Henry Root: My father, whose work ethic always appealed to me. He’s an attorney. Both of my grandfathers were attorneys. My father met my mother while both were attending the University of Pennsylvania law school. I’m a third generation lawyer on both sides of my family. As far as I’m aware of, to this day, my mother’s father was the youngest person in the state of Pennsylvania ever to pass the bar exam. I think the practice of law was in my blood and having the wonderful opportunities I have had in the music business allowed me to pursue both interests.
eMinutes: Were either of your parents in the music business?
Henry Root: [Laughs] No. None of us can play a note or even sing on key. I think having always been passionate about music, finding a career in music law was a way to balance my personal interests with family expectations. I don’t believe I would be practicing law if it weren’t for the music business.
eMinutes: What is it that you love about the music business?
Henry Root: Music speaks to me. I relate to the messages of the great lyricists and respond from the heart and soul to great songwriting. And I love that it does the same for others.
As an example, in 1975 I was fortunate to produce the Rolling Stones stadium concert in Fort Collins, Colorado with Barry Fey’s other producer, Rick Wurple. Months of work climaxed for me when Rick and I stood together next to the speaker stacks behind the Stones while they were performing and looked out over a sea of heads of tens of thousands of people who, at that one moment in time and space didn’t have a care, trouble, or worry in the world. Any of their wife problems, spouse problems, job problems, children problems, money problems – were all gone from their conscience as they were immersed in the music. Rick and I looked at each other, hugged and our eyes teared up.
I then knew for certain that if I could be some very small part of creating moments in time like that where people can focus on the music and have no worries about anything but the music that was what I want to do for the rest of my life. I like being a very minor part of creating those moments for other people.
eMinutes: What would you say are the common misconceptions about your job?
Henry Root: (laughs) That it’s sexy, glamorous, and exciting. After 25 years on the law side, I’m not in the clubs watching musical acts on the Sunset Strip anymore. I’m still passionate about music and love what I do, but it’s much more of an occupation now than an avocation.
eMinutes: Do you have any advice for a young lawyers starting out? Possibly someone who is of counsel for a firm but wants to go on his or her own?
Henry Root: Just keep the overhead low and plan carefully. Someone said to me if you watch the pennies, the dollars will take care of themselves.
eMinutes: What was the best advice you ever got about starting your own business?
Henry Root: (laughs) Don’t.
eMinutes: What’s the most difficult part of running your own business?
Henry Root: Cash flow management.
eMinutes: You can’t count on people paying you on time?
Henry Root: Certainly being part of a firm now should help level out peaks and valleys. But people don’t always pay on time, and some clients come and go. Some go and come back years later. A significant client of several consecutive years who produced a television series sponsored by a Detroit automobile manufacturer is not a client now because of the economy. On the other hand, I just consummated a large transaction involving the sale of a prestigious music publishing catalog and earned a significant fee. Sometimes it can be feast or famine. The hardest part is making that a continuum, maintaining a balance, and having a staff that depends on me to keep it running. It’s a big responsibility.

Some rows

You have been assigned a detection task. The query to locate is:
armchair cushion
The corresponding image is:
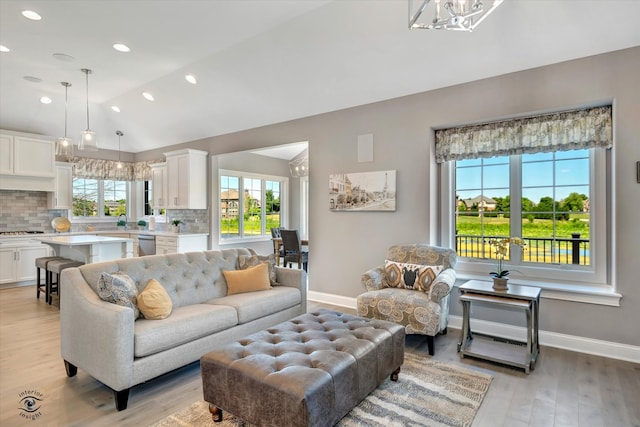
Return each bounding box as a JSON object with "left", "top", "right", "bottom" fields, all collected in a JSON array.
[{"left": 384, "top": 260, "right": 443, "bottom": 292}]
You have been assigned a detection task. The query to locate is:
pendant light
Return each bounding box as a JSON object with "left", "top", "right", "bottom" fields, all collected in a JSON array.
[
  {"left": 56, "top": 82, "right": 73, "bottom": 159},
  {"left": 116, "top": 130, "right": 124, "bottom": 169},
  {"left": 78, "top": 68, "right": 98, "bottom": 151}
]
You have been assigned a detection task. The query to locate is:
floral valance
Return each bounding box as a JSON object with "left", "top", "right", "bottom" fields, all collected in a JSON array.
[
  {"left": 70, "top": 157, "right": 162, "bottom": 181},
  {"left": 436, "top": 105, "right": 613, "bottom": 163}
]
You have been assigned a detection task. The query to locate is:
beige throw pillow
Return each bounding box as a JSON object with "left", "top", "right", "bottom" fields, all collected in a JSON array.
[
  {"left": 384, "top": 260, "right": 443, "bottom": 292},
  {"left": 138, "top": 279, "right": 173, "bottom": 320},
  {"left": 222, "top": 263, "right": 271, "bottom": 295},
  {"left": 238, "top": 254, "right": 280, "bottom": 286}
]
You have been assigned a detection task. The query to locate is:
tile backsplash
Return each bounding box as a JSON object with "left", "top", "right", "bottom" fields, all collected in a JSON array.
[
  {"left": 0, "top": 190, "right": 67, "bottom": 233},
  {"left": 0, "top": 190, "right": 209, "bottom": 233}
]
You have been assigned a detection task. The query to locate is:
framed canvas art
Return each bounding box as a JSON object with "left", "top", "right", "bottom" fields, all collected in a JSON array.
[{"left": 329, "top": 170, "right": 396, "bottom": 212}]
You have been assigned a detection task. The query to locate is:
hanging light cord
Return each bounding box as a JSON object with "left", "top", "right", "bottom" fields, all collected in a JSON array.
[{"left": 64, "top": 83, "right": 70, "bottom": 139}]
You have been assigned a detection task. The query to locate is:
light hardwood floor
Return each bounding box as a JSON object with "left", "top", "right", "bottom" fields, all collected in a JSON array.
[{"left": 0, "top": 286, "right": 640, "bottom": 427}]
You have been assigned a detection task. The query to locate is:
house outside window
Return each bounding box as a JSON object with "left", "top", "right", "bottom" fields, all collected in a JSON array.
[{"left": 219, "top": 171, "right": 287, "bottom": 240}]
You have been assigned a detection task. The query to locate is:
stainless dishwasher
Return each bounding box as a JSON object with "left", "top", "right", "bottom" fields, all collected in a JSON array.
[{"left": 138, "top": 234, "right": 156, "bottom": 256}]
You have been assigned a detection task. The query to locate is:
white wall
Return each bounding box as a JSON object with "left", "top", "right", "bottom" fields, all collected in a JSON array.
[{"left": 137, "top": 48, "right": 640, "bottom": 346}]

WHAT YOU NEED TO DO:
1. Pick out every line of the rows that contains the string "light" and copy each one. Case counts.
2. Proceed with the music-law interview from the point where it stops.
The music-law interview and the rows come from separate sources.

FINAL ANSWERS:
1.
pendant light
hanging light cord
light hardwood floor

2.
eMinutes: When you are hiring someone, aside from a great resume, what’s something you look for in a candidate?
Henry Root: The single most important thing I look for is self-starting capability. Somebody that doesn’t need my constant oversight. I was very fortunate in how I was trained. My original boss at MCA records, then general counsel Bill Straw, said to me one day, “I hired you because I trust you and your skills. If something looks wrong, it probably is and you should come to me discuss it. Otherwise, have fun.” So I was given an immense amount of responsibility while I was only a 3rd year law student. They weren’t used to having people working at 6:30 in the morning. They’d have to kick me out of the building at 10 PM.
eMinutes: You chose to go in at 6:30 am?
Henry Root: Yeah! I was a kid in a candy store! I mean all the files were there and I could read them all. So when I look for people [to hire], I look for those who have the same motivation, drive and ambition. I look for people who are passionate, committed, have a “damn the torpedoes – full speed ahead” attitude, good judgment and great self-starting skills.
My background is in production. Approximately, fifty percent of my practice is in internet, television, and variety music special production work – often with performances by multiple artists. So you’ve got to get ten people on stage performing with all the rights cleared at the same point in time. That’s a massive amount of legal rights assemblage and risk management. That’s not, from a legal perspective, a lot different than me getting 175 people on five tour buses and three semis daily on an across the country tour as I used to do. I’m just juggling a different set of things to make sure the train leaves and arrives on time.
eMinutes: How do you budget your time?
Henry Root: With great difficulty. I try and balance work with family, volunteerism and personal health.
eMinutes: What’s a typical day in your life?
Henry Root: I roll in here about eight-thirty AM after dropping my son off at the bus and hitting the gym. Coffee, check emails and faxes. Then look at my to-do list and start crossing stuff off. I usually get out around seven PM.
eMinutes: That’s a long day.
Henry Root: Yes, it is.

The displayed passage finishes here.